## What is asked
Reproduce the lines from the one with "instance: [(125, 294)]" to the one with "273), (29, 214)]", swapping every "Target" for "Label" and keeping everything else the same.

## Data rows
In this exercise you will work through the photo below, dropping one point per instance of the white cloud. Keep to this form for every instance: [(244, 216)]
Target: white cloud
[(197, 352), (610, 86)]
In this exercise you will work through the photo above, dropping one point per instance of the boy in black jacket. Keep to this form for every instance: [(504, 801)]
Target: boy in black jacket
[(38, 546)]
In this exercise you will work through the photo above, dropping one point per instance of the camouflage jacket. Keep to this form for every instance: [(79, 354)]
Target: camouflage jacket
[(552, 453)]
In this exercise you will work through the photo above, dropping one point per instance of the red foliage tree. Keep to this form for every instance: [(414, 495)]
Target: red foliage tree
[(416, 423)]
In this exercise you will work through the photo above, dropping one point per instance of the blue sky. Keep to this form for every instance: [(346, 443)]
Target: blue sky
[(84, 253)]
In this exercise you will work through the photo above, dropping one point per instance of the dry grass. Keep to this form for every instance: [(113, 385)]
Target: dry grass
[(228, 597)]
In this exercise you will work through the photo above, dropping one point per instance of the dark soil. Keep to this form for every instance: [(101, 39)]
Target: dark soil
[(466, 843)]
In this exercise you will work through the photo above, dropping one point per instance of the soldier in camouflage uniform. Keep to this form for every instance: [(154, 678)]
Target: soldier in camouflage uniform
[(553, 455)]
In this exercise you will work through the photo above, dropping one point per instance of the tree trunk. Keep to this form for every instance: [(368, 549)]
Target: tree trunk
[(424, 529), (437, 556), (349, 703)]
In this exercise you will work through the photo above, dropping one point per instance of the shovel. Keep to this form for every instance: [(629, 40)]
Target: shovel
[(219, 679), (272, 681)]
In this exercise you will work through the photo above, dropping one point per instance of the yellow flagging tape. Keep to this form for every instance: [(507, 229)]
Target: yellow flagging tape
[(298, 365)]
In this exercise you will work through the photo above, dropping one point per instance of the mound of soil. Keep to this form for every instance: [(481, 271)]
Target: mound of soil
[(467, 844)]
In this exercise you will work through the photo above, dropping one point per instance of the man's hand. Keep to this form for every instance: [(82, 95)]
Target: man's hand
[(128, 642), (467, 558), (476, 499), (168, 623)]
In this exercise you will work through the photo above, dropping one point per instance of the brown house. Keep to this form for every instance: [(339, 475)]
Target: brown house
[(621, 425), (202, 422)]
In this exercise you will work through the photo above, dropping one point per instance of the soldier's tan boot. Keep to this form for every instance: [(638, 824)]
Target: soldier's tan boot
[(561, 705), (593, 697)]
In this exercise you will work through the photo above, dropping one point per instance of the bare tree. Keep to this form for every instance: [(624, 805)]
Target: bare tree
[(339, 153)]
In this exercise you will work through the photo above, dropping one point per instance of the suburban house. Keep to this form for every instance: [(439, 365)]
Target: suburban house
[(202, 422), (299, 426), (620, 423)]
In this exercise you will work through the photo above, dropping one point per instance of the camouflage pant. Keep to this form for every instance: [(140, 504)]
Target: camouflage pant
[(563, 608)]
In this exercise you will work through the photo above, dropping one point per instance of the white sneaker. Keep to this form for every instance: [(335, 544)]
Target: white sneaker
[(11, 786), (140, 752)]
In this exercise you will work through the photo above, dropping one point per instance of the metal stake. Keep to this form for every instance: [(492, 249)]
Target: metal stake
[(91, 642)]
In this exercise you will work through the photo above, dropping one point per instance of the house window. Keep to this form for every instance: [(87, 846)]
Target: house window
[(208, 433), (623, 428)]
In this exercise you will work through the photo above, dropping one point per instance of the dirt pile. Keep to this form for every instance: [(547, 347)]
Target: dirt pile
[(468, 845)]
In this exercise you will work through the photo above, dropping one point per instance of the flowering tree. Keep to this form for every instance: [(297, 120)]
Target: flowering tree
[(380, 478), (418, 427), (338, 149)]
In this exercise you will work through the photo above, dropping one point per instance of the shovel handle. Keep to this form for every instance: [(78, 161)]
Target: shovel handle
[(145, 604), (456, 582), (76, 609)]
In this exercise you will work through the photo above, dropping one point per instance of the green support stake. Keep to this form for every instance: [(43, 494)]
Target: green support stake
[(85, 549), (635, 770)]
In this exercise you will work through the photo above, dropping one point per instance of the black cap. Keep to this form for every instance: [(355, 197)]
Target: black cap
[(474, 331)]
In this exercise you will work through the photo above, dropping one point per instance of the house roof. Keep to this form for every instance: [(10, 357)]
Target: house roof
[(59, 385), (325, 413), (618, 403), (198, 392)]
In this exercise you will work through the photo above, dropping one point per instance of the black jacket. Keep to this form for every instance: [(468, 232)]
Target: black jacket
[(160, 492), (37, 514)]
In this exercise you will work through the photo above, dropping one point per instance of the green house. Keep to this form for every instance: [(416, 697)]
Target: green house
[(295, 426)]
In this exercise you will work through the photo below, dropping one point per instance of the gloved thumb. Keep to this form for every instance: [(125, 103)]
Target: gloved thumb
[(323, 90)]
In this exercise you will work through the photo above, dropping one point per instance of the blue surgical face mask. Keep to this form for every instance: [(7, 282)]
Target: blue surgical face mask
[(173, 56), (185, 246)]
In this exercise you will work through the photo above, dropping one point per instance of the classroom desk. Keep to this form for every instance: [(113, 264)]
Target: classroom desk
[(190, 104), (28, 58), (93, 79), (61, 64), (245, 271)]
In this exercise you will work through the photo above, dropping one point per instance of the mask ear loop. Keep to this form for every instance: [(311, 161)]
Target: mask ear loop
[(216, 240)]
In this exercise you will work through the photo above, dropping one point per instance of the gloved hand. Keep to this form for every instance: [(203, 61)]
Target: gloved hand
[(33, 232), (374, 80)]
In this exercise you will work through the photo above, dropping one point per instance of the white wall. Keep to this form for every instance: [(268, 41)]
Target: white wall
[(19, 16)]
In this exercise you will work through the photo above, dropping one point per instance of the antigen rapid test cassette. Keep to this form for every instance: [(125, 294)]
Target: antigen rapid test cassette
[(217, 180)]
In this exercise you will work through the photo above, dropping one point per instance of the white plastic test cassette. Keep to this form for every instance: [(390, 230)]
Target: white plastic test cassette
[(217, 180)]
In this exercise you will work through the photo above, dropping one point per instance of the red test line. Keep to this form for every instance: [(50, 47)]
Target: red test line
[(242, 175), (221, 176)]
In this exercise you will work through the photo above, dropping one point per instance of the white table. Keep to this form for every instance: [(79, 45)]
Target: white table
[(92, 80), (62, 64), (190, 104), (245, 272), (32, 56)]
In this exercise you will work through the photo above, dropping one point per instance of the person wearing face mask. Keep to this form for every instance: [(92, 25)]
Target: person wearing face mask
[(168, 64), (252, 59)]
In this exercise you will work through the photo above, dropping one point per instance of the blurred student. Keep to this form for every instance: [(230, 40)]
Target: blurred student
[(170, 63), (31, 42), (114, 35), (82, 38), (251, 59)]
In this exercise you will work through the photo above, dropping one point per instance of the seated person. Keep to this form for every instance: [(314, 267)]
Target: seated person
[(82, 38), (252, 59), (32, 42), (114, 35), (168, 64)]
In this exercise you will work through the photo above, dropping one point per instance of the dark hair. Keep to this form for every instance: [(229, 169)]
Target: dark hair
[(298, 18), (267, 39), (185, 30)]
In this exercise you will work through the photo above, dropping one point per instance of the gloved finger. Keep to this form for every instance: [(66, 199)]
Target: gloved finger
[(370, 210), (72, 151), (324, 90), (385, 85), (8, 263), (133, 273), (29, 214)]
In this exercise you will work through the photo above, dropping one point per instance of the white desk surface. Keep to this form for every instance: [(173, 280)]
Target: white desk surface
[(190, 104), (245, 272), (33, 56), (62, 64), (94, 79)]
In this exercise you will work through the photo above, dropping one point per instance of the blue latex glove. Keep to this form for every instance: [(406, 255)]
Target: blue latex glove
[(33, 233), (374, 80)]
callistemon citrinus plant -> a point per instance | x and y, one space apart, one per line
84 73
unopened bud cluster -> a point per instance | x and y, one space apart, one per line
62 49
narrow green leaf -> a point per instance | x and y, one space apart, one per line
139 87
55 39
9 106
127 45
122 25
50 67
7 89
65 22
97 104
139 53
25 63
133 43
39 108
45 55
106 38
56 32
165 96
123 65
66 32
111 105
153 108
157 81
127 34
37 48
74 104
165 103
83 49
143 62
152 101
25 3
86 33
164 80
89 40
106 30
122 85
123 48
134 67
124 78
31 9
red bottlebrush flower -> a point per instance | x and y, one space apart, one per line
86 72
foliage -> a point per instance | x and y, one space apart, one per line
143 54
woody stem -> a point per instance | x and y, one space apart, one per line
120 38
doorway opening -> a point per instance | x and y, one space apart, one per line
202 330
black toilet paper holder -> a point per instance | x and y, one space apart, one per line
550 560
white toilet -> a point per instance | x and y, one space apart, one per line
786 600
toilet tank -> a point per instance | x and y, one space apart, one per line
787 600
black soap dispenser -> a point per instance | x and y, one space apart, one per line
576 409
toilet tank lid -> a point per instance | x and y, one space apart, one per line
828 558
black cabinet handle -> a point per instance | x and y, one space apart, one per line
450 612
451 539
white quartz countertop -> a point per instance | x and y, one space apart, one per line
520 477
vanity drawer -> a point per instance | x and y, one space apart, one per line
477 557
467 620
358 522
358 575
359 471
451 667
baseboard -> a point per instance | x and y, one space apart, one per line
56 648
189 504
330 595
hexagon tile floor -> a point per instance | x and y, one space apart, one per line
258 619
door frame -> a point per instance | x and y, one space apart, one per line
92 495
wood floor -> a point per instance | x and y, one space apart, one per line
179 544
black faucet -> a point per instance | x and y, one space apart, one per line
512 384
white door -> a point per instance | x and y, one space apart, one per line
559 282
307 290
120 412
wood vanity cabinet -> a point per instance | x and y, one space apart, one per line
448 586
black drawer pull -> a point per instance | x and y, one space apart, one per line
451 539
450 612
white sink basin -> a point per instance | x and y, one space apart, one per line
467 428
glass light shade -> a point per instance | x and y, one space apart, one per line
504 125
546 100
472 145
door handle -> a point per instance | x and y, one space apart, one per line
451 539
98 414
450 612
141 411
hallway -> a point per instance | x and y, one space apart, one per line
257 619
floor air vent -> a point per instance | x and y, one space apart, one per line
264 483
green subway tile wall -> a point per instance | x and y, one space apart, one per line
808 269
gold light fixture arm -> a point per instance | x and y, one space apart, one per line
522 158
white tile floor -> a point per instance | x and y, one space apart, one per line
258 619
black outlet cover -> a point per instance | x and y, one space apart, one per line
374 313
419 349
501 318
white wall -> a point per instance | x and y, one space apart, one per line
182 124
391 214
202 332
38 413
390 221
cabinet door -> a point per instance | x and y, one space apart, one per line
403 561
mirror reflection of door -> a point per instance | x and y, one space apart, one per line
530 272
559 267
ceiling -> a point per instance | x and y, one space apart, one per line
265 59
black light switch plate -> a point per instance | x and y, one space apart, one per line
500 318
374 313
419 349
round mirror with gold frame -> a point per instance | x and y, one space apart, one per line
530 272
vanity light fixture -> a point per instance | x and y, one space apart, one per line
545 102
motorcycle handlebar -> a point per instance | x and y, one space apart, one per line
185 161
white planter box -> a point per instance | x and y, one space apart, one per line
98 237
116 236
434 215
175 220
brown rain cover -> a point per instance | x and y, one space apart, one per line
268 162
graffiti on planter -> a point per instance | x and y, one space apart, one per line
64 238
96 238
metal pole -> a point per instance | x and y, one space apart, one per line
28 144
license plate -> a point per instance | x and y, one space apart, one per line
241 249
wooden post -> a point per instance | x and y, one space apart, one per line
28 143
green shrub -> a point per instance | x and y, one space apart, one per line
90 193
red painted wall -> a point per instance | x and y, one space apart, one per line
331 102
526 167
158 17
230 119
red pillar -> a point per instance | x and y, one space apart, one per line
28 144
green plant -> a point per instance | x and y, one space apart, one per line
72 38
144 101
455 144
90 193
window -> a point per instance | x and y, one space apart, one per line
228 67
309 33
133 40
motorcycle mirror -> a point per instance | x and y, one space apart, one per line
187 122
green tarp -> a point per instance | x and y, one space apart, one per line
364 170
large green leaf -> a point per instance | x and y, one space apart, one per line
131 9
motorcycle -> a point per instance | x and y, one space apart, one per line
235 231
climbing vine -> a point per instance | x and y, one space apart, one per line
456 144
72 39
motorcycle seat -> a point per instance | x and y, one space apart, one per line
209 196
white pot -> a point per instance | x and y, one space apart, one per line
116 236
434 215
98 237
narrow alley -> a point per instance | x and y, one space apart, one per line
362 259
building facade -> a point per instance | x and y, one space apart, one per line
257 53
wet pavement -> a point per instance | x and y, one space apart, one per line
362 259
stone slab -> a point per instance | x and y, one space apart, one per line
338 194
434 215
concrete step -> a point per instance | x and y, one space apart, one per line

## Answer to this task
In this exercise you will work through the photo above, dropping one point per instance of the antigen rapid test cassette. Keep to this form for every instance: [(125, 294)]
Label: antigen rapid test cassette
[(217, 180)]
In this exercise you will work through the photo above, dropping one point per instance of the white plastic test cassette. Keep to this form for every instance: [(390, 230)]
Label: white plastic test cassette
[(217, 180)]
In this exercise you will work through the photo above, dropping one point per instance of the red test line. Keep to this form for every instance: [(50, 47)]
Label: red test line
[(242, 175), (221, 176)]
In this exercise you will work through the photo above, dropping one point per instance of the white table. Keep to this form for every instance: [(79, 45)]
Label: white table
[(92, 80), (62, 64), (190, 104), (245, 272), (32, 56)]
In this exercise you will work through the photo above, dropping one point per instance of the person wearing face mask. Keep to this form for every instance: [(92, 25)]
Label: person wearing face mask
[(168, 64), (252, 59)]
In this exercise you will work through the photo above, dropping one point per instance of the blurred student. Keep to this form for every instance: [(230, 40)]
Label: blurred student
[(170, 63), (31, 42), (114, 35), (82, 38), (251, 59)]
In this exercise you will work through the photo above, dropping one point per instance of the seated person. Keep to this form for every instance: [(314, 267)]
Label: seated person
[(82, 38), (252, 59), (32, 42), (114, 35), (168, 64)]
In this exercise you will work through the photo above, dropping one point per instance of the dark hair. Keep to this form for every instance: [(229, 169)]
Label: dark hair
[(298, 18), (267, 39), (185, 30)]
In this exercise you will work through the photo above, dropping one point per instance of the gloved finger. Keep to this form for every instance: [(66, 199)]
Label: gloved finger
[(370, 210), (72, 151), (324, 90), (385, 85), (8, 263), (133, 273), (29, 214)]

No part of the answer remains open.